## TASK DIRECTIONS
Reprint the whole of the data exactly.

## EXERCISE INPUT
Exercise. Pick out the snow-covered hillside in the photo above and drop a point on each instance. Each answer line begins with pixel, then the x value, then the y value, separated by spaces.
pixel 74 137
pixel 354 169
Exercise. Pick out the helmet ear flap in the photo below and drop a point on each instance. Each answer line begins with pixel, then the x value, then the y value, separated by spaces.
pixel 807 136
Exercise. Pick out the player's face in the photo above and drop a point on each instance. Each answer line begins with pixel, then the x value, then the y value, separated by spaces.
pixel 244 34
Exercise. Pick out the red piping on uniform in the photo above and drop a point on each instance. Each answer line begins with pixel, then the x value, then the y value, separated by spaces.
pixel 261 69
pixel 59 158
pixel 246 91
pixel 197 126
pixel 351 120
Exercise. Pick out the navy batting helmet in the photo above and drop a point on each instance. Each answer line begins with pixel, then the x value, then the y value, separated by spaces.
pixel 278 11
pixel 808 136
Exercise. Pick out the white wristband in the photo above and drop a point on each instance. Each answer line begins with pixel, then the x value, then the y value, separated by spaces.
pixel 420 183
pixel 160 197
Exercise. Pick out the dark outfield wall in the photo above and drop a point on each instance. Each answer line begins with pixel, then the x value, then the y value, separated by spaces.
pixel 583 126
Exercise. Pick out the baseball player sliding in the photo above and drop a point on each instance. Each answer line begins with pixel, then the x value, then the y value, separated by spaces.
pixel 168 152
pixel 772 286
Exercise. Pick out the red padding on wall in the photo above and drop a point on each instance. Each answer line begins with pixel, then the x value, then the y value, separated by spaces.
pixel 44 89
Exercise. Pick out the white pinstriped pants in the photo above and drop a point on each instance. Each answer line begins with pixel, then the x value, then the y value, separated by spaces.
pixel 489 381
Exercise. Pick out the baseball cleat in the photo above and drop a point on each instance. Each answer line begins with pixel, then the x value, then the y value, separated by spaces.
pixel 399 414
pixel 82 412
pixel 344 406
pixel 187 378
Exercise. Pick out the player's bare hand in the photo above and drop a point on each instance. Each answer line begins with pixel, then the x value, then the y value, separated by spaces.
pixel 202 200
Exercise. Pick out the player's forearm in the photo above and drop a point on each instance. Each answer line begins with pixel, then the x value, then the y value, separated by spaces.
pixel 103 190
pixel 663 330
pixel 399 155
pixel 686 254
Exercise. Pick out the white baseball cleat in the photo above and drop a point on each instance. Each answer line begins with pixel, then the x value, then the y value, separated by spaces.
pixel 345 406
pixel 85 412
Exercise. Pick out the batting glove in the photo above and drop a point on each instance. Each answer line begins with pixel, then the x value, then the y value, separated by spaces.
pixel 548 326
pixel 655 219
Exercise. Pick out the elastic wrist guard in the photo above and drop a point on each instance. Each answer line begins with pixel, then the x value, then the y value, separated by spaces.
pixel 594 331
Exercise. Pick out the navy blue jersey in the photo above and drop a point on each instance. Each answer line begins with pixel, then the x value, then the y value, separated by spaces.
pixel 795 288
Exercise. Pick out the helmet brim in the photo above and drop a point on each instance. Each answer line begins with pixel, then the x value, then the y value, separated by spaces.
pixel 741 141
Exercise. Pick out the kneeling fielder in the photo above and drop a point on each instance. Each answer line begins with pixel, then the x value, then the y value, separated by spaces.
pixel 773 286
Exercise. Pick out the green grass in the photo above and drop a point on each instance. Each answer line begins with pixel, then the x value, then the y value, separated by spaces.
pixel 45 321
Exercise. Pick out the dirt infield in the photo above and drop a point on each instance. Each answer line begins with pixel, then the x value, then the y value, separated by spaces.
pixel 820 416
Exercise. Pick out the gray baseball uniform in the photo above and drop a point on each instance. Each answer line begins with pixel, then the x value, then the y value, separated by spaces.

## THE ANSWER
Exercise. Pick out the snow-covered hillside in the photo above and drop a point on each instance. Each answer line begins with pixel, then the x value, then the y value, separated by spaces.
pixel 74 137
pixel 354 169
Exercise. Pick out the helmet ear flap in the photo below and drop a point on each instance. Each answer line begins with pixel, then the x value, then the y value, separated by spaces.
pixel 807 136
Exercise. Pick out the player's face in the photo above and drop a point on each instance. Each answer line begins with pixel, then the x value, then the y value, separated by spaces.
pixel 244 34
Exercise. Pick out the red piping on uniform in the photo above and drop a point on each instance. Each answer line begins with pixel, then the x value, then the y value, separated by spaces.
pixel 261 69
pixel 59 158
pixel 246 91
pixel 197 126
pixel 351 120
Exercise. Pick out the navy batting helmet in the photo above and drop a point on each instance. Each answer line begins with pixel, then the x value, then the y value, separated by spaces.
pixel 278 11
pixel 808 136
Exercise. Pick out the white wristband in the photo above and drop a point on each instance. Each answer line begins with pixel, then the x value, then the y value, separated by spaces.
pixel 420 183
pixel 160 197
Exercise. Pick out the dark outfield wall in the photo above and drop a point on each instance. Each answer line begins with pixel, then the x value, then the y value, separated by spaces.
pixel 583 126
Exercise. Pick out the baseball player sliding in the photo above and drop a point on each instance. Each answer line begins with pixel, then the x value, then the y value, separated by spaces.
pixel 168 152
pixel 772 286
Exercise. Pick out the red padding on wall in the photo above and drop a point on each instance. Each answer line begins with pixel, then the x value, then the y value, separated by spaces.
pixel 44 89
Exercise. Pick out the white pinstriped pants in the photo above and drop a point on each instance. Each answer line begins with pixel, then the x value, then the y value, separated by spaces.
pixel 489 381
Exercise. Pick out the baseball cleat in the photo above and drop a point on each instance. Each answer line begins with pixel, then the x value, then the y value, separated by spaces.
pixel 399 414
pixel 82 412
pixel 344 406
pixel 187 378
Exercise. Pick out the player's bare hand in the photo above and drop a point on each instance. Each answer line begins with pixel, then the x value, then the y value, separated by spaces.
pixel 202 200
Exercise. Pick out the player's forearm in the photo above and drop a point on each instance. Each answer line begins with pixel, then the x value, then the y value, separated by spaces.
pixel 103 190
pixel 663 330
pixel 399 155
pixel 686 254
Exercise. Pick out the white baseball cleat in the photo above and drop a point on each instance. Each answer line begins with pixel, then the x value, then the y value, separated by spaces.
pixel 345 406
pixel 85 412
Exercise. Pick out the batting glove in the photo above and drop a point on each instance. Each answer line begins with pixel, then the x value, then the y value, separated by spaces.
pixel 548 326
pixel 655 219
Exercise. Pick out the elastic wrist guard in the photo above and drop a point on each instance. Each answer line begins with pixel, then the x value, then the y value, separated by spaces.
pixel 594 331
Exercise. Pick out the navy blue jersey in the photo above and drop a point on each instance. Each answer line begins with pixel, then the x value, then the y value, separated by spaces.
pixel 795 288
Exercise. Pick out the helmet brim in the photo above and drop a point on each instance. Each answer line begins with pixel, then the x value, then the y value, separated by spaces.
pixel 741 141
Exercise. Pick out the kneeling fielder in the photo above and drop a point on each instance. Each answer line begins with pixel, then the x value, then the y value, separated by spaces.
pixel 773 286
Exercise. Pick out the green grass in the photo above and drop a point on each instance. Each answer line begins with pixel, then the x value, then the y value, separated by spaces.
pixel 45 321
Exercise. Pick out the dirt infield in the photo above and drop a point on each instance. Each answer line begins with pixel, then the x value, then the y value, separated by spaces.
pixel 820 416
Exercise. Pick out the gray baseball uniform in the photo above and drop a point on each instance. Each answer line begins with pixel, then the x value, then the y value, separated by spaces.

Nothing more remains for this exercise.